> _TEXTAUSZUG_:
Entscheidungsstichwort (Thema)
Streitwert. Mehrwert eines Vergleichs im Kündigungsrechtsstreit
Leitsatz (amtlich)
1) Der (Mehr-)wert eines Vergleichs ergibt sich aus dem Wert der erledigten streitigen Ansprüche, nicht aus dem Wert dessen, was sich die Parteien im Vergleich versprechen.
2) Bei der Bemessung eines Vergleichswertes in einem Kündigungsrechtsstreit ist die sozialpolitische Ausrichtung des § 42 Abs. 4 GKG zu berücksichtigen.
3) Daher ist in einem solchen Vergleich – sofern über die einzelnen Ansprüche nicht unabhängig von dem Bestandsstreit um das Arbeitsverhältnis Streit bestand – kein Mehrwert anzusetzen für
- die Vereinbarung der Option für den Arbeitnehmer, vorzeitig gegen entsprechende Erhöhung der Abfindung auszuscheiden;
- eine Fiktion des befristeten Fortbestandes des Arbeitsverhältnisses für Betriebsrentenansprüche;
- eine Rückgabepflicht des Firmenwagens;
- eine Freistellung des Arbeitnehmers während der Kündigungsfrist unter (teilweiser) Anrechnung auf Urlaubsansprüche;
- die Zulässigkeit einer Nebentätigkeit während der Freistellung.
Normenkette
ZPO § 3; GKG § 42 Abs. 4; RVG §§ 23, 33
Verfahrensgang
ArbG Aachen (Beschluss vom 12.09.2008) |
ArbG Köln (Aktenzeichen 6 Ca 946/08) |
Tenor
Die Beschwerde der Prozessbevollmächtigten des Klägers gegen den Beschluss des Arbeitsgerichts Aachen vom 12.09.2008 wird zurückgewiesen.
Tatbestand
I.
Das Beschwerdeverfahren betrifft die Wertbemessung für einen zwischen den Parteien in einem Kündigungsrechtsstreit abgeschlossenen Vergleich.

> _AUFGABE 1_: Welches Gericht hat laut dem Textauszug den Beschluss vom 12.09.2008 erlassen?

> _EINGABEDATEN_:

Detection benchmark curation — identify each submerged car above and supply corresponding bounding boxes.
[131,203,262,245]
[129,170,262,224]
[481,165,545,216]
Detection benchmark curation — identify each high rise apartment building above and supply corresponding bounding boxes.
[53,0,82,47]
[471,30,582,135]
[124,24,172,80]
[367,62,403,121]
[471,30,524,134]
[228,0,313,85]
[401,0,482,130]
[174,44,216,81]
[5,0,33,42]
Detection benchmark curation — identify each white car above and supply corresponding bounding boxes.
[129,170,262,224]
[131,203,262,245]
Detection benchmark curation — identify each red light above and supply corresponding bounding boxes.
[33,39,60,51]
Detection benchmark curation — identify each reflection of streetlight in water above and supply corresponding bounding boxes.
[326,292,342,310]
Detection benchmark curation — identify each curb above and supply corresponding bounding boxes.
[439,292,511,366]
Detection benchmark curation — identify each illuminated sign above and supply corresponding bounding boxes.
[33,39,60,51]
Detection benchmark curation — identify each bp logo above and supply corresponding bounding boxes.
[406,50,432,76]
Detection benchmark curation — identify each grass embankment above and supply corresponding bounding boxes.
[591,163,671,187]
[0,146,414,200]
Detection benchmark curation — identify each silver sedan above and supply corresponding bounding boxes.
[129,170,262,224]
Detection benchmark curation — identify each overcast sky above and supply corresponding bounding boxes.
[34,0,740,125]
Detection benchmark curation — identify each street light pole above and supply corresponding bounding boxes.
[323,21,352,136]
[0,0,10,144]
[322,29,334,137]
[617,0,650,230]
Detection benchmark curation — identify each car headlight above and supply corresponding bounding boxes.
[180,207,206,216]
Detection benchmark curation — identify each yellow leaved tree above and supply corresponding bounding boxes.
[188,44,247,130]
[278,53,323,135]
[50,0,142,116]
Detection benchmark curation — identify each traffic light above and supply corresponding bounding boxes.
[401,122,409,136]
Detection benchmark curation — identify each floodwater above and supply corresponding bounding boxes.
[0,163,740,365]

* * *

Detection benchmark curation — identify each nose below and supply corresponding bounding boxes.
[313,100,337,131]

> _AUFGABE 2_: Bearbeite in den Einträgen die Zeilen ab der Zeile mit „Detection benchmark curation — identify each silver“ bis einschließlich der Zeile mit „[34,0,740,125]“, ersetze dort „silver sedan“ durch „gray sedan“ und gib nur diese Zeilen sonst unverändert wieder.

> _ANTWORT 1_: Das Arbeitsgericht Aachen.

> _ANTWORT 2_:
Detection benchmark curation — identify each gray sedan above and supply corresponding bounding boxes.
[129,170,262,224]
Detection benchmark curation — identify each overcast sky above and supply corresponding bounding boxes.
[34,0,740,125]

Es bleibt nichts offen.